## Instruction 1
In the passage on syntheses in Indian thought, extract everything from "But even this" down to "a total synthesis.".
## Instruction 2
In the passage on syntheses in Indian thought, which three great means and powers does the Gita bring into harmony?

## Document section
⁂
First, a synthesis of this concept of the Divine as the Male and the Female at the same time. Secondly, the synthesis of Karma Yoga, Jnana Yoga, Bhakti Yoga, Hatha Yoga, and Raja Yoga. And third, the synthesis of the powers of the body, life and mind with the powers of the Supreme Shakti, and even the idea of the perfectibility of man so that on all sides the human being can be integrated. And finally, a synthesis between the idea of individual liberation and collective liberation. These are the elements of synthesis that you find in the Tantra.

But even this synthesis is not enough for the present day. The kind of synthesis that we now need is a total synthesis because even the small emphases that were put—like in the Upanishads those syntheses of disciplines of Knowledge—are but emphases on Knowledge. That has to be worked out as to bring it into a greater synthesis: synthesis of Knowledge, the synthesis of Karma with the synthesis of Bhakti and the kind of synthesis that we find in Tantra also has to be synthesized with this: a total synthesis.

That is why Sri Aurobindo says in the last paragraph of this chapter that the kind of synthesis that we need is unprecedented. A total synthesis of all the parts of the being, of all aspects of reality, of all the methods of Yoga, and the achievement not only of human perfectibility but even surpassing of humanity to emphasize that human problems of today cannot be resolved even by human perfection. We require a new kind of perfection, a supramental perfection. This is the need. So when we are trying to make a preparation for that great synthesis, in that process, our understanding of the Gita will play a major role. It is not as if the study of the Gita is enough; the study of the Gita will give you a kind of a key which will be extremely important. In fact towards the end of the book, Sri Aurobindo says it is not as if all the solutions that you are looking for are in the Gita, but the central key is there, and we must find out what is this central key, uttama? rahasyam, that is there, in the Bhagavad-Gita (Chap.IV, n°.3). And unless you discover that uttamam, that supreme secret, you will not be able to make the kind of synthesis that we want to have. Let us now read the last two paragraphs of this first chapter, page 7-8, or 9 according to your books.

There have been other syntheses in the long history of Indian thought. We start with the Vedic synthesis of the psychological being of man in its highest flights and widest rangings of divine knowledge, power, joy, life and glory with the cosmic existence of the gods, pursued behind the symbols of the material universe into those superior planes which are hidden from the physical sense and the material mentality. The crown of this synthesis was in the experience of the Vedic Rishis something divine, transcendent and blissful in whose unity the increasing soul of man and the eternal divine fullness of the cosmic godheads meet perfectly and fulfil themselves. The Upanishads take up this crowning experience of the earlier seers and make it their starting-point for a high and profound synthesis of spiritual knowledge; they draw together into a great harmony all that had been seen and experienced by the inspired and liberated knowers of the Eternal throughout a great and fruitful period of spiritual seeking. The Gita starts from this Vedantic synthesis and upon the basis of its essential ideas builds another harmony of the three great means and powers, Love, Knowledge and Works, through which the soul of man can directly approach and cast itself into the Eternal. There is yet another, the Tantric, which though less subtle and spiritually profound, is even more bold and forceful than the synthesis of the Gita,—for it seizes even upon the obstacles to the spiritual life and compels them to become the means for a richer spiritual conquest and enables us to embrace the whole of Life in our divine scope as the Lila of the Divine; and in some directions it is more immediately rich and fruitful, for it brings forward into the foreground along with divine knowledge, divine works and an enriched devotion of divine Love, the secrets also of the Hatha and Raja Yogas, the use of the body and of mental askesis for the opening up of the divine life on all its planes, to which the Gita gives only a passing and perfunctory attention. Moreover it grasps at that idea of the divine perfectibility of man, possessed by the Vedic Rishis but thrown into the background by the intermediate ages, which is destined to fill so large a place in any future synthesis of human thought, experience and aspiration.
⁂
## Provided information
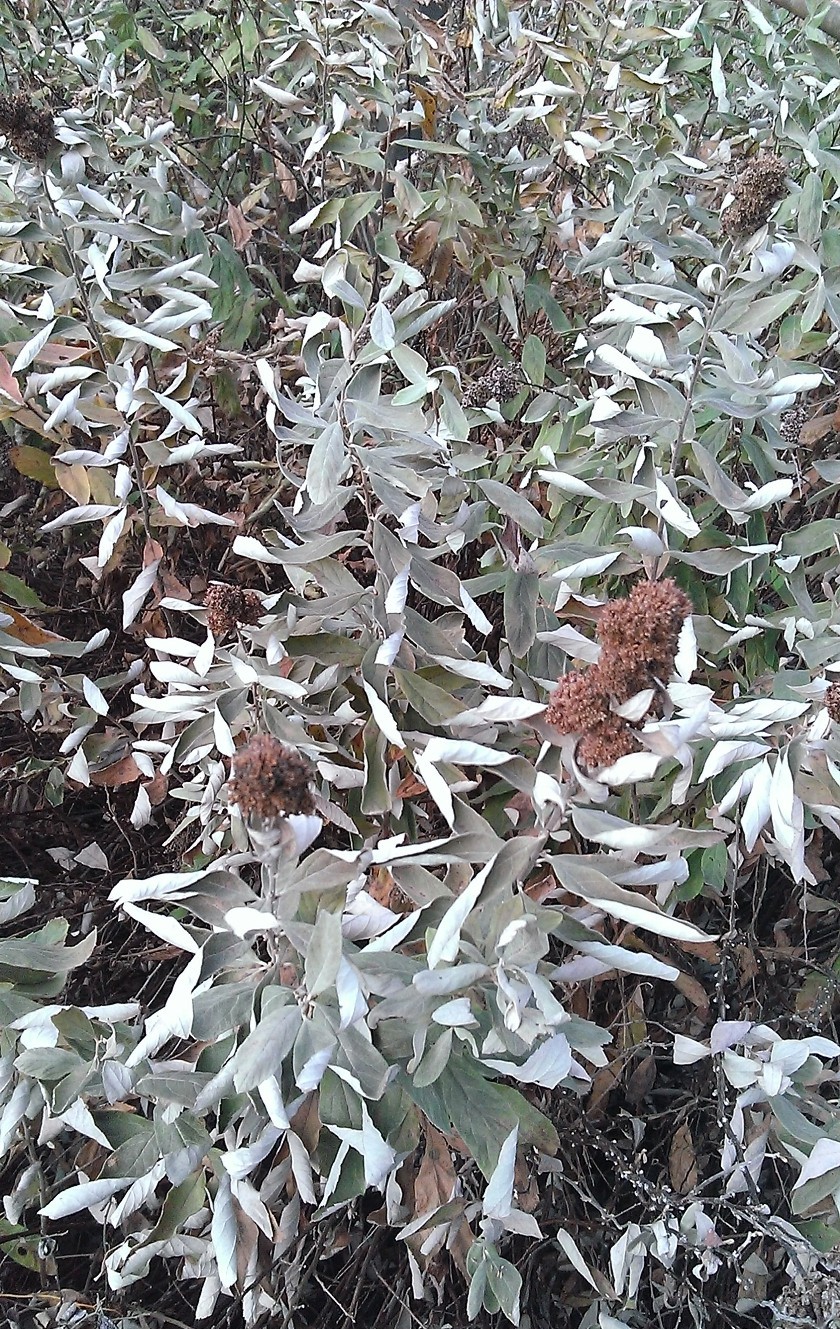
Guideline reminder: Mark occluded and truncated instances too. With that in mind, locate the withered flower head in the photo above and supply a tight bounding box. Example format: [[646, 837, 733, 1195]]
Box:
[[545, 578, 691, 769], [461, 364, 520, 408], [545, 665, 639, 771], [229, 734, 315, 819], [205, 582, 262, 637], [576, 715, 639, 771], [598, 577, 691, 702], [723, 153, 787, 237], [545, 668, 610, 734], [0, 96, 56, 161], [779, 407, 811, 448]]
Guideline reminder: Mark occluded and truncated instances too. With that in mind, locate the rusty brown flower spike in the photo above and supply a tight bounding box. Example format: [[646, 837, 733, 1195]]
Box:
[[229, 734, 315, 819], [205, 583, 262, 637], [0, 96, 56, 161], [723, 153, 787, 237], [545, 578, 691, 769]]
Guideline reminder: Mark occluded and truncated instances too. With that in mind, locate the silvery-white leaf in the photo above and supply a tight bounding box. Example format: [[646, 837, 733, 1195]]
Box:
[[39, 1176, 133, 1220], [223, 905, 283, 937], [122, 558, 161, 631], [427, 856, 496, 969], [481, 1126, 520, 1219], [484, 1034, 572, 1088], [740, 758, 772, 853]]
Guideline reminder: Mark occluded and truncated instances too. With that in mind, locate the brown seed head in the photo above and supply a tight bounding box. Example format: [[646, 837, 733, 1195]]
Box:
[[545, 668, 610, 734], [205, 583, 262, 637], [229, 734, 315, 819], [0, 96, 56, 161], [598, 577, 691, 703], [461, 364, 520, 407], [576, 715, 639, 771], [723, 153, 787, 237]]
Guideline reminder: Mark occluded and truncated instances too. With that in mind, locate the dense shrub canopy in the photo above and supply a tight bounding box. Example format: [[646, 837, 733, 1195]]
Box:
[[0, 0, 840, 1329]]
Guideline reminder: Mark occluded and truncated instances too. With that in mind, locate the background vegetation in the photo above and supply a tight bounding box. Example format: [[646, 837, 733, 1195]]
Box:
[[0, 0, 840, 1329]]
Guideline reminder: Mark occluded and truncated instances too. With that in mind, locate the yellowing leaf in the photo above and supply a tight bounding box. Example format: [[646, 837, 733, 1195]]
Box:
⁂
## Reply 1
But even this synthesis is not enough for the present day. The kind of synthesis that we now need is a total synthesis because even the small emphases that were put—like in the Upanishads those syntheses of disciplines of Knowledge—are but emphases on Knowledge. That has to be worked out as to bring it into a greater synthesis: synthesis of Knowledge, the synthesis of Karma with the synthesis of Bhakti and the kind of synthesis that we find in Tantra also has to be synthesized with this: a total synthesis.

## Reply 2
Love, Knowledge and Works.